-- BEGIN --
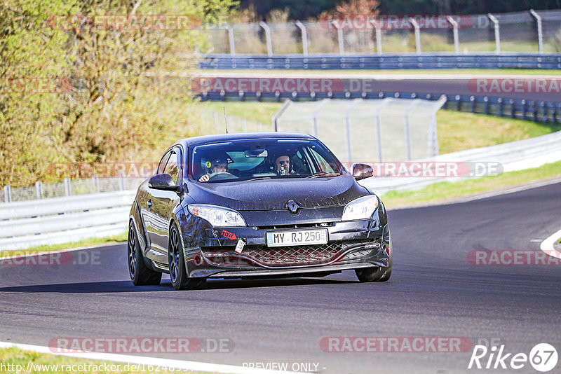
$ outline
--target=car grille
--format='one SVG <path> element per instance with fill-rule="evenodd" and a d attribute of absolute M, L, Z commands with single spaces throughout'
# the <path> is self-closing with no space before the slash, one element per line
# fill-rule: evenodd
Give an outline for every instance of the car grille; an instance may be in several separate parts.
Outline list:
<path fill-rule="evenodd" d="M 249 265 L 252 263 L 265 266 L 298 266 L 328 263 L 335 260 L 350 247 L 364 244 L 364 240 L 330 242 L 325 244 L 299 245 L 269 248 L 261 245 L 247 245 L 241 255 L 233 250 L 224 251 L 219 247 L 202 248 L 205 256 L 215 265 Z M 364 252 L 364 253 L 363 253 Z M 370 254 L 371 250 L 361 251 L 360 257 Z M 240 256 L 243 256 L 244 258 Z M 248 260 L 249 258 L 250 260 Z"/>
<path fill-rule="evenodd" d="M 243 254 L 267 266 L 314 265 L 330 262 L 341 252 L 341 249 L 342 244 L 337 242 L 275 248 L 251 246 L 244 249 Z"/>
-- END --
-- BEGIN --
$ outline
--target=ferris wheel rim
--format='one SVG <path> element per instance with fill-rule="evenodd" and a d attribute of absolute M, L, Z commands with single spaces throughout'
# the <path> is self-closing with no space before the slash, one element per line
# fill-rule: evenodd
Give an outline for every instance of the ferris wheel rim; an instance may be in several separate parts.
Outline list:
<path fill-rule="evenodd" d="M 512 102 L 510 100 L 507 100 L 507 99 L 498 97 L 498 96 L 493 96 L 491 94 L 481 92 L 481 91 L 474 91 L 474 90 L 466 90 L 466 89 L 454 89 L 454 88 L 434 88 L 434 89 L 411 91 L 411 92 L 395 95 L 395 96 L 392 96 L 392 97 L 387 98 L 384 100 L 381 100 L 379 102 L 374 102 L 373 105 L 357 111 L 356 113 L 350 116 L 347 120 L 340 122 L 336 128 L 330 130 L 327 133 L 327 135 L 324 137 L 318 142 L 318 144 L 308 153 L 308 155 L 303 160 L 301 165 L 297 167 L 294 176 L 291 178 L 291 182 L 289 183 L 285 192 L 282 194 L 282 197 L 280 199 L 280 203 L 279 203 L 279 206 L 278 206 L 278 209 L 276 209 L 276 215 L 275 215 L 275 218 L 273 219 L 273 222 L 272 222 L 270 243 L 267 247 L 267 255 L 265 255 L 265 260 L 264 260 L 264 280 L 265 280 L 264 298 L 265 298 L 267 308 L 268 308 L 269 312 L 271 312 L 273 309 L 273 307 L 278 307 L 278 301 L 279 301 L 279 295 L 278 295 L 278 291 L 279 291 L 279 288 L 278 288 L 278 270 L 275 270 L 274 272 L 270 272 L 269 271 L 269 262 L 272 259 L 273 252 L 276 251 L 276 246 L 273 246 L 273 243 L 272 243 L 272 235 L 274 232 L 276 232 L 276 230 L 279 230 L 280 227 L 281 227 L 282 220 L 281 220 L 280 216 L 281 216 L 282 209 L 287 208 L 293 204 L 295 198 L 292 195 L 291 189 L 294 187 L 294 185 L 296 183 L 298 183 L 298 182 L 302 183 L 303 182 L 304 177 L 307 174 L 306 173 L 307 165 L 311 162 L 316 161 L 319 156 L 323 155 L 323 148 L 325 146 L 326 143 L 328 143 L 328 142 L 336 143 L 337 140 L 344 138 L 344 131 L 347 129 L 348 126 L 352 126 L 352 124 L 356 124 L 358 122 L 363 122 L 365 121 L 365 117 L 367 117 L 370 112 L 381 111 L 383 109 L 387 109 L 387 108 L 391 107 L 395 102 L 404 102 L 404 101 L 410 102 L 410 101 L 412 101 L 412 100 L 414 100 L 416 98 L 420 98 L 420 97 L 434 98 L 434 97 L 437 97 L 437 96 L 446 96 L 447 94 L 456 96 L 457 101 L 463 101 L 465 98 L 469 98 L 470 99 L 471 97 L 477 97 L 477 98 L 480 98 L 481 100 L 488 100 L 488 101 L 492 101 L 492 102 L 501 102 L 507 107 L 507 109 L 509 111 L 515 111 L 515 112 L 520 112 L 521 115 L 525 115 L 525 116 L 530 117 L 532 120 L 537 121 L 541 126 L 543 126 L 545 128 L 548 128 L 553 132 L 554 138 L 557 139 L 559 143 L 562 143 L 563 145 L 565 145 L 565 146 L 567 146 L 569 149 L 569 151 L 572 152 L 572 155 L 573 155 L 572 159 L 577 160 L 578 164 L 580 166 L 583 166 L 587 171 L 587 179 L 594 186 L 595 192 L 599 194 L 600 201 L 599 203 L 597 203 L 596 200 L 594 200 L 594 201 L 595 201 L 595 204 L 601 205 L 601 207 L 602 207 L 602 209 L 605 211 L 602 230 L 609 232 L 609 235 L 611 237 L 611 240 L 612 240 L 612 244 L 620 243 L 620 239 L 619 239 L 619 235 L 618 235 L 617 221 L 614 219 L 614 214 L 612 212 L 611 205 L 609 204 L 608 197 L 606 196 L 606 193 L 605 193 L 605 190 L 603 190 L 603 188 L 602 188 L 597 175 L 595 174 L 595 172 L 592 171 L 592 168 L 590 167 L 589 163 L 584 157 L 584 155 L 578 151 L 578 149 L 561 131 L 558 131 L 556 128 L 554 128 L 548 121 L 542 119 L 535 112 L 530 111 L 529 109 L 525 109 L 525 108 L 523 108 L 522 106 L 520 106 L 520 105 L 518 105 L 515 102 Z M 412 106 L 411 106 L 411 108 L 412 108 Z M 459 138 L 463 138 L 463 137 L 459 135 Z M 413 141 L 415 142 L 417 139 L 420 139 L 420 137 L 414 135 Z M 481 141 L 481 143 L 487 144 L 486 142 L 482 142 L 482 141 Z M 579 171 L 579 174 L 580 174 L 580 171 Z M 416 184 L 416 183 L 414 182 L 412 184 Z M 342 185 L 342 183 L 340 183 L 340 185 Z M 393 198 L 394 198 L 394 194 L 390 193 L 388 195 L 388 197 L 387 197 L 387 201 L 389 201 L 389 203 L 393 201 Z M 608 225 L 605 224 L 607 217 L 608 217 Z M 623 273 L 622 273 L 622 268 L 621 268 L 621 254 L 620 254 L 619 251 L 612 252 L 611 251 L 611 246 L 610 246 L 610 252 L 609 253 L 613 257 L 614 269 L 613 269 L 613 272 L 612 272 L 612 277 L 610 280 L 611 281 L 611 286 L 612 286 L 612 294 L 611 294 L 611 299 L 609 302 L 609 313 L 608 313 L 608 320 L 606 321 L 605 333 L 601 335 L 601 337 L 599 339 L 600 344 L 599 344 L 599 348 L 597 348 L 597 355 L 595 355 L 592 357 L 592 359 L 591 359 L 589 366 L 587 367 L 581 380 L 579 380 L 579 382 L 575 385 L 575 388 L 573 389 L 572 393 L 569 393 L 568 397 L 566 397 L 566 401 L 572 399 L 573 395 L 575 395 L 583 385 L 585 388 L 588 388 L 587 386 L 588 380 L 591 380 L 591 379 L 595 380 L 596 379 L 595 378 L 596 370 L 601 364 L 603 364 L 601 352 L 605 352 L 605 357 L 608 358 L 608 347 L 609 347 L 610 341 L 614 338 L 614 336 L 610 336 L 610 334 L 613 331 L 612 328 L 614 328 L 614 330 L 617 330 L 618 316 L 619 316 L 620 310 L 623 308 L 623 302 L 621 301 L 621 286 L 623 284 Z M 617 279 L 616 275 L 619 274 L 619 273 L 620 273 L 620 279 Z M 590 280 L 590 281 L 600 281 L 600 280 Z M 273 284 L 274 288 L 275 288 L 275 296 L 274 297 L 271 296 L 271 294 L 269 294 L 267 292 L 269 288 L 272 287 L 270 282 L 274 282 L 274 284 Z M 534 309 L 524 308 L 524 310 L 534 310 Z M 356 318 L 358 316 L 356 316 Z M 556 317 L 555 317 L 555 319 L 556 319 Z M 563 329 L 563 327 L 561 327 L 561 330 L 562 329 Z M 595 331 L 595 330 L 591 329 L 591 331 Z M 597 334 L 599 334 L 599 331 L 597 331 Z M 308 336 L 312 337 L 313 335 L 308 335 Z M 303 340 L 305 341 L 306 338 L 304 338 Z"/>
-- END --
> **REQUIREMENTS**
Which lines of the records contain the string "target"? List each of those lines in full.

> **ANSWER FOR THE TASK**
--target=car grille
--target=ferris wheel rim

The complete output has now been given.